Short problem
Copy each of the following records word for word, keeping every line and number unchanged.

— START —

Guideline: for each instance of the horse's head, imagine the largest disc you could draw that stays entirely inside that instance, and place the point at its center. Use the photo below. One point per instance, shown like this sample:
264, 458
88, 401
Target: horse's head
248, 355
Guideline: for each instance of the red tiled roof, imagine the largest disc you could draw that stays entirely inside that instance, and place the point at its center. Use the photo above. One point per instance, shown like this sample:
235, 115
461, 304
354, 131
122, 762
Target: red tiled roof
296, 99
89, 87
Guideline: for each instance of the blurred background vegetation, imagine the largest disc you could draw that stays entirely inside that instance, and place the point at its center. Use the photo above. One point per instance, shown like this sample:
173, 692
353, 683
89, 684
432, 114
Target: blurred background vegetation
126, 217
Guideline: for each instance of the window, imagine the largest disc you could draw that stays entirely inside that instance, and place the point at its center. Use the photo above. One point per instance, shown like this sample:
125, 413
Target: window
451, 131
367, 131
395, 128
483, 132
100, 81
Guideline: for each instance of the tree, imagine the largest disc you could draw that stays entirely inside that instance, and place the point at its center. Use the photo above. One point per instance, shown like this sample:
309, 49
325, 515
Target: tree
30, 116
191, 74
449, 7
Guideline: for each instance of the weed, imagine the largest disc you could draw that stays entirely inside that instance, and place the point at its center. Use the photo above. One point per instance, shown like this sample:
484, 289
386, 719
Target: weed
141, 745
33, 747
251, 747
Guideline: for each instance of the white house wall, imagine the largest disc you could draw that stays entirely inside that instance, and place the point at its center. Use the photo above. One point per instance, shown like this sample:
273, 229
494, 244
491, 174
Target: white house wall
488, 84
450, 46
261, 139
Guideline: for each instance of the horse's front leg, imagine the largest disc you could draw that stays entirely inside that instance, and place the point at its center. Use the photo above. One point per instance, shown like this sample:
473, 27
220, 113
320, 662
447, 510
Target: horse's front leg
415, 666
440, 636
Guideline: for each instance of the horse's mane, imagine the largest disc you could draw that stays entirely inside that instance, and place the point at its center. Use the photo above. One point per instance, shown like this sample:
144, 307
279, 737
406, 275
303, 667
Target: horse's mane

— END —

Result for this exercise
Guideline: for each instance of the horse's head, imagine the largest disc you could draw that stays entirely inside that instance, and place the point at its center. Use the photo below. One point per instance, shown like this sample:
264, 458
88, 401
Target: horse's head
248, 355
Guideline: for each instance of the red tiled roof, imagine the largest disc you could draw that stays entirely inside that instance, and place the point at its center. Use the photo above. One point per instance, shown like this sample:
235, 115
461, 304
354, 131
122, 762
Target: red tiled roof
296, 99
89, 87
Guideline: for each instance of the blurred background vegetation, imagine the largest disc you could draw that stays entirely inside that instance, and place the point at its center. Use the photo above. One point per instance, shown like this sample:
173, 692
353, 683
89, 684
432, 114
Target: blurred background vegetation
126, 217
Guideline: for each instance of the window, imagine the largest disc you could draw that stays entirely inside that instance, and place the point at its center. Use the photo above. One point per instance, shown like this sample:
125, 413
Target: window
451, 131
367, 131
395, 128
483, 132
100, 81
Guideline: for each instance of the tree, imagine the largest disc you could draw that stays entirely inside that instance, and place the point at its center. Use the photo above. One point per instance, shown like this sample:
309, 49
325, 515
Target: tree
30, 116
191, 74
449, 7
Guideline: for each instance of the weed, imagine the largest disc you could draw that stays entirely inside that instance, and place the point at its center. Use the photo above. One point per instance, shown like this sample:
484, 289
386, 719
Target: weed
141, 745
33, 747
251, 747
Guideline: for each instance of the white house wall, imagine the largest disc you could draw that stays entirely inside that instance, and place the point at its center. Use the photo above. One point per instance, shown like this sample:
273, 229
494, 244
491, 174
Target: white house wall
488, 84
450, 46
261, 139
Guideline: for each instance of the horse's front leg, imagine the largest disc you could draw that stays entirely inside that instance, and place the point at its center. Use the photo above. One point per instance, shown like this sample:
473, 27
220, 113
320, 662
447, 510
Target: horse's front leg
415, 666
440, 636
Guideline: for each instance of the horse's mane, imagine the largest disc you could draw that stays entirely inside that instance, and place the point at its center. Use the photo above. One point per instance, shown like this sample:
144, 307
279, 737
406, 275
303, 667
Target: horse's mane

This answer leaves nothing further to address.